■ **Passage**:
[start]

1. SEC Updates

  • SEC Announces Enforcement Actions for Inadequate Disclosures: On February 14, 2017, CVR consented to the entry of a Cease-and-Desist Order, which found that the oil refinery company made inadequate disclosures in SEC filings about "success fee" arrangements with two investment banks retained by the company to fend off a hostile takeover bid. CVR's disclosure stated "[t]he Company has agreed to pay customary compensation for such services." The SEC alleged shareholders were thus unaware of potential conflicts of interest that stemmed from the fee arrangements, namely that the banks could still earn success fees even if the hostile bidder secured control of the company.
  • The same day, a group of investors also consented to the entry of a Cease-and-Desist Order, which found that the investors allegedly failed to properly disclose ownership information in five campaigns to influence or exert control over microcap companies. In each of the campaigns, the groups collectively owned more than five percent and sometimes more than 10% of the companies' outstanding common stock, yet the required filings were incomplete, untimely, or altogether absent.

Both actions were settled without the defendants admitting or denying the findings.

[end]

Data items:
[start]

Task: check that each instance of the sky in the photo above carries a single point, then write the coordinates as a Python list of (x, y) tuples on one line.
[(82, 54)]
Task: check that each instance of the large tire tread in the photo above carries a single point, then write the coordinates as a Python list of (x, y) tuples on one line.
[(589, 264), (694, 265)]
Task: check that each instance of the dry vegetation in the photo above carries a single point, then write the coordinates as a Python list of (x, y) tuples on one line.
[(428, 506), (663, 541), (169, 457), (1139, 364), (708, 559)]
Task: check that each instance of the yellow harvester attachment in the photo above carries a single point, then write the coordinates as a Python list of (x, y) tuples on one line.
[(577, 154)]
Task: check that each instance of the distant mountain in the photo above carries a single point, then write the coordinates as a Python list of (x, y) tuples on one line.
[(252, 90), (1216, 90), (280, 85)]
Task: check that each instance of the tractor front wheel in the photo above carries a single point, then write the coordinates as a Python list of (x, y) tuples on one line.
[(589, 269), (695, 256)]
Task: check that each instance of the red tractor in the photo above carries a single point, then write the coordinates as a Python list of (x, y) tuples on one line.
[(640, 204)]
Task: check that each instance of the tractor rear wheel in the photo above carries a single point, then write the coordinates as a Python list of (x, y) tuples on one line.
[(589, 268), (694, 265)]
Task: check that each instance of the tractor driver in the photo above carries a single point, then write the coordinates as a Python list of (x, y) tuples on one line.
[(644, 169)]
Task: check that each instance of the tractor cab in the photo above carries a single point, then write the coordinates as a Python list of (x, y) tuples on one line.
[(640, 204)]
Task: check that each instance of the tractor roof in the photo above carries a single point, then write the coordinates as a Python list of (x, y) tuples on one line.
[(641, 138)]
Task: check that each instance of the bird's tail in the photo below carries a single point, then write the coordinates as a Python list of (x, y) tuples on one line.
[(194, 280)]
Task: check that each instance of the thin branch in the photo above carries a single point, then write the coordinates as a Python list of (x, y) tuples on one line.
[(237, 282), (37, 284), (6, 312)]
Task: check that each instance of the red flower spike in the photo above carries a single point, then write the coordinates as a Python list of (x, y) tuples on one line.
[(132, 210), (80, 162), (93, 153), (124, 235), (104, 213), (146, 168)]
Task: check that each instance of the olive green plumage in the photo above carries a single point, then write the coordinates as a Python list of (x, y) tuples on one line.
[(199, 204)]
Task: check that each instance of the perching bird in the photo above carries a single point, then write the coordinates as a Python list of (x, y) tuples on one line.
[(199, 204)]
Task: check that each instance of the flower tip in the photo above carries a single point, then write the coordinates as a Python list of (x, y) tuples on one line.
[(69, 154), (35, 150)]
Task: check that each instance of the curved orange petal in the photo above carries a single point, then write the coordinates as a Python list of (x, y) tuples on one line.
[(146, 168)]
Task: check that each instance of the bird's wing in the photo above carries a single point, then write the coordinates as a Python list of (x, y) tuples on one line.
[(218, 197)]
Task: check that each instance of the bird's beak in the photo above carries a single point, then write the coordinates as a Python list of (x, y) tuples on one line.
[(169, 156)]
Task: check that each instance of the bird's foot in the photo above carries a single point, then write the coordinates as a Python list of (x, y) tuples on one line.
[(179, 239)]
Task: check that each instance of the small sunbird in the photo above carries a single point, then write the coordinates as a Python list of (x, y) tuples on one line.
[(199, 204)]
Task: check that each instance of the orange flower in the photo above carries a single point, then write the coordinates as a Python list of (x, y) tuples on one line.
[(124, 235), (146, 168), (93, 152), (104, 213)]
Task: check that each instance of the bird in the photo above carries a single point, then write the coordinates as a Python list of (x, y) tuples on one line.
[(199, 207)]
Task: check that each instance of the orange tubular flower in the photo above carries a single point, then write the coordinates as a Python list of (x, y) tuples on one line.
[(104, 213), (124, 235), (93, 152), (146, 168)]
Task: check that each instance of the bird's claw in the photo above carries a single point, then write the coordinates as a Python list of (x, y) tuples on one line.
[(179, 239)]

[end]

■ **Written task**:
In the SEC update, what did CVR's disclosure say the company had agreed to pay the investment banks?

■ **The completed task**:
Customary compensation for such services.